Copy these rows verbatim, from the line containing "the white garage" through the last line of the rows, both included.

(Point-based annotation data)

— Start —

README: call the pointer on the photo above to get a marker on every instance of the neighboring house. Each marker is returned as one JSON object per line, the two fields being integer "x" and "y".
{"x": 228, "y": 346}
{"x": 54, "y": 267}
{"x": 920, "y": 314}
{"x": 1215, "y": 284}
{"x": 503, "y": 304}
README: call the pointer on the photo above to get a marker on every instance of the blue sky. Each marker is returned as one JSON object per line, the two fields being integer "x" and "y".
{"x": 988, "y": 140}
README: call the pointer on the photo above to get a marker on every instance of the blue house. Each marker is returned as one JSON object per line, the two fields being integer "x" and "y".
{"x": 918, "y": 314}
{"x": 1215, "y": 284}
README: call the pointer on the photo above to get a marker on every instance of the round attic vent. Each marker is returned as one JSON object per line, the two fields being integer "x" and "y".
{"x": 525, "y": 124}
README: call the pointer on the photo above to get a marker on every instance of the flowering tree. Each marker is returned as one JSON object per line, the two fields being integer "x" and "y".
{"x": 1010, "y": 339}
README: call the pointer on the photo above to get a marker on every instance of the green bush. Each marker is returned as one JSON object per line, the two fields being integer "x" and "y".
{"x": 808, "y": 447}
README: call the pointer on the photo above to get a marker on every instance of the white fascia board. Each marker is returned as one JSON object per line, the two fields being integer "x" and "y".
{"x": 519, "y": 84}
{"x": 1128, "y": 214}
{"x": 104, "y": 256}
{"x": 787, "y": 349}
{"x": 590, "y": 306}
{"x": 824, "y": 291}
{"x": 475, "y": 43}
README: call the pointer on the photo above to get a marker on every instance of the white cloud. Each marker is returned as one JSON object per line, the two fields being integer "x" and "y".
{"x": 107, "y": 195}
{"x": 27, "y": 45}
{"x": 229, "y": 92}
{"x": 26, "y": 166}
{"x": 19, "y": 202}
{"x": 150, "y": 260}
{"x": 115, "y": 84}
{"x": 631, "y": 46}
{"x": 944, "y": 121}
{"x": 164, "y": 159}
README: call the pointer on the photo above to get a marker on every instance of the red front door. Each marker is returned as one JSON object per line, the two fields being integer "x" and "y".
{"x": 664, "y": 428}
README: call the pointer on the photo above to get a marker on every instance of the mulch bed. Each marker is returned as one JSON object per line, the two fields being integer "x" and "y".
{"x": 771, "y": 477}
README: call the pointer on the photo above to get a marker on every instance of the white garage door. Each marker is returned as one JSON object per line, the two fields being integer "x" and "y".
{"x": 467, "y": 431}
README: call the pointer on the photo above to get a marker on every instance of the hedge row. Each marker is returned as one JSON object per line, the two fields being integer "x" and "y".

— End —

TASK RESULT.
README: call the pointer on the photo above to get a marker on every instance of the white garage door. Each marker is returned as one JSON object per line, the two fields being integer "x" and "y".
{"x": 467, "y": 431}
README: call the pointer on the photo above to get a marker on every instance of the hedge row. Each marker is returned as one JSON object per line, the two fields being integer "x" and "y".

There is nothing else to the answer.